Can you extend the Decision Transformer overview that follows, picking up right after its last sentence, ahead of the rows?
# Start of Supplied passage
Decision Transformer: Sequence Modeling in RL

• The paper presents the Decision Transformer, which recasts reinforcement learning as a supervised sequence modeling problem by integrating return-to-go, state, and action tokens.
• Methodological innovations include predictive coding, hierarchical prompts, and counterfactual data augmentation to enhance trajectory stitching and robustness.
• Empirical results demonstrate that DT achieves competitive or superior performance across diverse domains such as robotics, scheduling, and autonomous driving.

A Decision Transformer (DT) is a causal, autoregressive transformer architecture that models sequential decision-making by casting offline reinforcement learning (RL) as a sequence modeling problem. DTs consume interleaved trajectories of return-to-go, state, and action tokens, employing supervised learning to predict optimal actions conditioned on desired future returns, states, and past actions. The approach leverages the scalability and expressiveness of Transformer models, enabling competitive or superior performance relative to specialized offline RL algorithms across diverse benchmarks including discrete, continuous, multi-goal, multi-agent, and safety-critical domains (Chen et al., 2021).

1. Sequence Modeling Paradigm and Core Framework

DT recasts RL via supervised sequence modeling. Given an offline dataset of trajectories, each episode is represented as a sequence

$$(\widehat{R}_1, s_1, a_1, \ldots, \widehat{R}_T, s_T, a_T),$$

where $\widehat{R}_t = \sum_{t'=t}^T r_{t'}$ is the return-to-go at time $t$, $s_t$ is the state, and $a_t$ is the action. Each of these modalities is projected to a common embedding space, positionally encoded, and fed into a causal transformer. The architecture predicts the action token $a_t$ at each step $t$ conditioned on prior returns, states, and actions:

$P(a_t \mid \widehat{R}_{1:t}, s_{1:t}, a_{1:t-1}).$

Actions can be discrete (predicted via softmax/categorical cross-entropy loss) or continuous (via regression losses).

The training objective is standard cross-entropy or mean-squared error:

$$\mathcal{L} = -\sum_{t=1}^{T} \log P_\theta(a_t \mid \widehat{R}_{1:t}, s_{1:t}, a_{1:t-1}),$$

where $\theta$ denotes transformer parameters. At inference, a desired return is specified as a prompt; after each step, the return prompt is decremented by the received reward (Chen et al., 2021).

2. Architectural and Algorithmic Innovations

Input Tokenization and Conditioning

DTs interleave three token types per decision step: return-to-go, state, and action. Each token type has a dedicated embedding; time-step (or positional) encodings are added and tokens are causally masked, restricting attention to previous events. The number of previous steps (context length $k$) and architecture hyperparameters (layers, heads, dimension) are task-dependent.
# End of Supplied passage
# Start of Dataset records
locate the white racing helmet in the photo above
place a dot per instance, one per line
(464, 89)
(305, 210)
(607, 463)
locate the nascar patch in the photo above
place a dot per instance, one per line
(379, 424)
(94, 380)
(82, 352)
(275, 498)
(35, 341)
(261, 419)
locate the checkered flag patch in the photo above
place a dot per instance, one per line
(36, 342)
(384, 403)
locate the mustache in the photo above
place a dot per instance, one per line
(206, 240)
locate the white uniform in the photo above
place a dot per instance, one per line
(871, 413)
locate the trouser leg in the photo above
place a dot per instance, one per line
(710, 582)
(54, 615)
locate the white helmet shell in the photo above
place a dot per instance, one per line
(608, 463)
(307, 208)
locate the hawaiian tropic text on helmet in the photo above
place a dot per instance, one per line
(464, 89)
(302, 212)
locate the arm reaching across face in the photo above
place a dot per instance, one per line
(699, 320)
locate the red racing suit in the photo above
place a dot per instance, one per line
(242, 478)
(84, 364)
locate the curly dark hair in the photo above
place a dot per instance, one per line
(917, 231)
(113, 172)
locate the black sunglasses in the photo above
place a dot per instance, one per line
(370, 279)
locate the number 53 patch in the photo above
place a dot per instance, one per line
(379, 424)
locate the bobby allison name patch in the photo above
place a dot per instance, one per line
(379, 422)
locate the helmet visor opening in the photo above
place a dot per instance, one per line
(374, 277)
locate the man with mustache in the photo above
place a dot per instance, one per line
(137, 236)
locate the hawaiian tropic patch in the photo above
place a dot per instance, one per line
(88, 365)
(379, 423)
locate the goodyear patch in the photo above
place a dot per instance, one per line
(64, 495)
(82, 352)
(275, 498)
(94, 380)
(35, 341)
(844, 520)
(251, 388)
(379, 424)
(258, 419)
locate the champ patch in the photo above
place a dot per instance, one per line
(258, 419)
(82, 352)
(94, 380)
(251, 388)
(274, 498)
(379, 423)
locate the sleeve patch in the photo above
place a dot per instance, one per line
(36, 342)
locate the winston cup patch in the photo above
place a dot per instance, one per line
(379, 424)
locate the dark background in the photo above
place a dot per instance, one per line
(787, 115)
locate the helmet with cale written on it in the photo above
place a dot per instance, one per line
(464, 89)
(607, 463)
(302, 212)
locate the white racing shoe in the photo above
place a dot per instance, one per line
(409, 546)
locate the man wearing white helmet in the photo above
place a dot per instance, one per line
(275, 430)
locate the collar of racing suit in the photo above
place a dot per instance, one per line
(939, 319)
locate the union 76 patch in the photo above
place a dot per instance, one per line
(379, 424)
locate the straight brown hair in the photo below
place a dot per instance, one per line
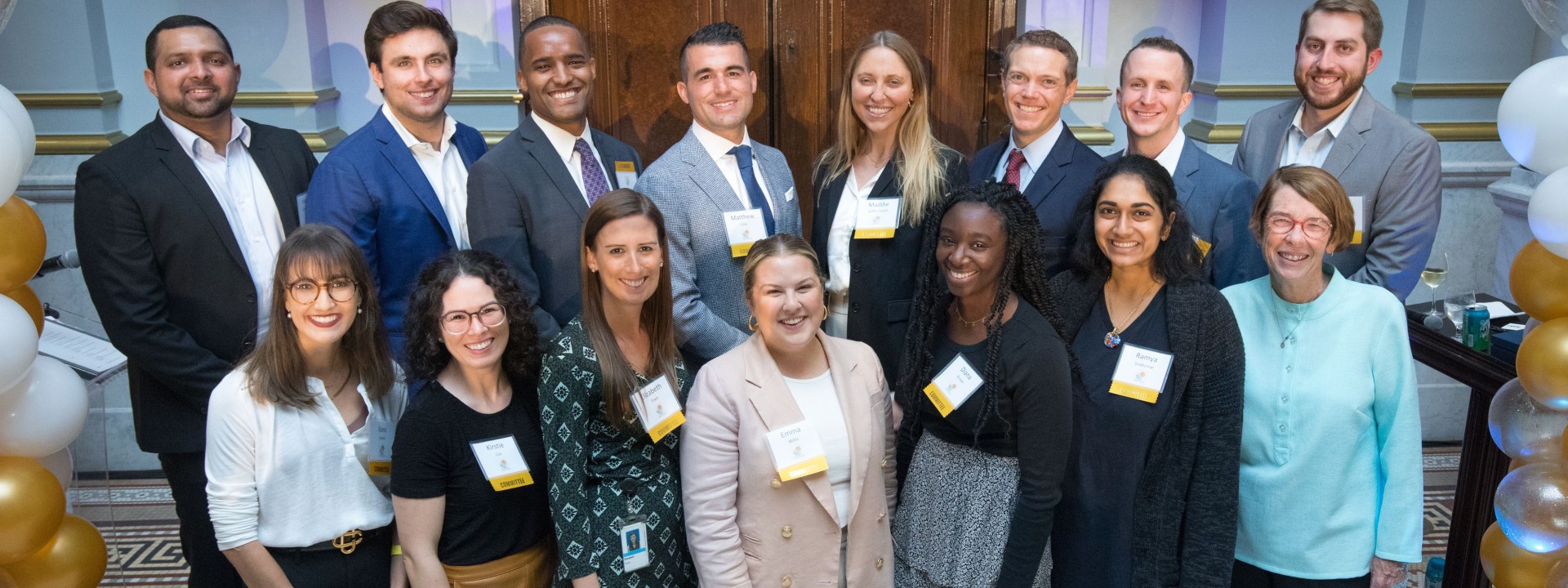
(276, 368)
(617, 373)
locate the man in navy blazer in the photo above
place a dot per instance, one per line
(399, 184)
(1156, 80)
(1040, 156)
(530, 195)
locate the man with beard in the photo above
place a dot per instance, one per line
(530, 194)
(1388, 165)
(179, 229)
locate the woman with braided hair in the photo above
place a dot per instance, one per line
(987, 395)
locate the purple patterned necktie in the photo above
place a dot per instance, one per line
(595, 184)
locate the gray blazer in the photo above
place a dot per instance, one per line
(692, 192)
(526, 209)
(1382, 157)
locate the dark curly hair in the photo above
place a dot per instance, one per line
(1022, 274)
(427, 350)
(1176, 261)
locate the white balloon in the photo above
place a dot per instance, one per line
(18, 344)
(1530, 119)
(46, 412)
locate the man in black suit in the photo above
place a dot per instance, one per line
(530, 194)
(1040, 156)
(179, 229)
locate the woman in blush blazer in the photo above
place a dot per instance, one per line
(746, 523)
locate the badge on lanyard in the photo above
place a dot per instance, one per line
(744, 228)
(954, 385)
(797, 451)
(657, 408)
(502, 463)
(877, 218)
(1140, 373)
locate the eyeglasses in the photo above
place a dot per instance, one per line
(458, 322)
(306, 292)
(1313, 228)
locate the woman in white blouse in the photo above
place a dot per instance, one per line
(300, 434)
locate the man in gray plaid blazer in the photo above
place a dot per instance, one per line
(715, 182)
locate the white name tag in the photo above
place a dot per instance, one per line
(797, 451)
(954, 385)
(877, 218)
(744, 228)
(1140, 373)
(502, 463)
(657, 408)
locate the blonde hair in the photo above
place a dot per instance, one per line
(922, 179)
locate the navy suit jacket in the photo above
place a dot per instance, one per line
(1067, 175)
(372, 187)
(1218, 203)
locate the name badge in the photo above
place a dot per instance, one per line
(954, 385)
(744, 228)
(502, 463)
(626, 175)
(657, 408)
(1140, 373)
(877, 218)
(797, 451)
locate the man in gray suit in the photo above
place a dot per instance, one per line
(719, 190)
(530, 194)
(1388, 165)
(1156, 90)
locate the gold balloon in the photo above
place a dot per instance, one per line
(20, 243)
(1539, 281)
(74, 559)
(32, 504)
(1544, 363)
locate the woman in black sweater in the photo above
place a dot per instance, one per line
(1150, 494)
# End of Dataset records
**Answer to this exercise:**
During inference, the model is conditioned on an initial state and a target return (return-to-go); this mechanism enables return-conditioned imitation and flexible reward shaping, but precise target return choice may be nontrivial and highly sensitive (Luu et al., 2024, Jiang et al., 27 Jun 2025).

Extensions for Robustness and Expressivity

Several architectural and algorithmic augmentations have been proposed:

• Predictive coding: Replaces or augments scalar return-to-go with learned, structured latent codes $z_t$ that encode both goal and temporal future context. The latent code is produced by an auxiliary trajectory autoencoder (often a bidirectional transformer) and is incorporated alongside standard tokens. This strengthens temporal compositionality and generalization in long-horizon and sparse-reward tasks (Luu et al., 2024).
• Counterfactual data augmentation: Auxiliary models generate high-value counterfactual trajectories by proposing actions not seen in the dataset, evaluating them with learned models, and selectively augmenting the training distribution. Retraining DTs with these counterfactuals, as in CRDT, significantly improves “stitching” ability and performance under limited data (Nguyen et al., 14 May 2025).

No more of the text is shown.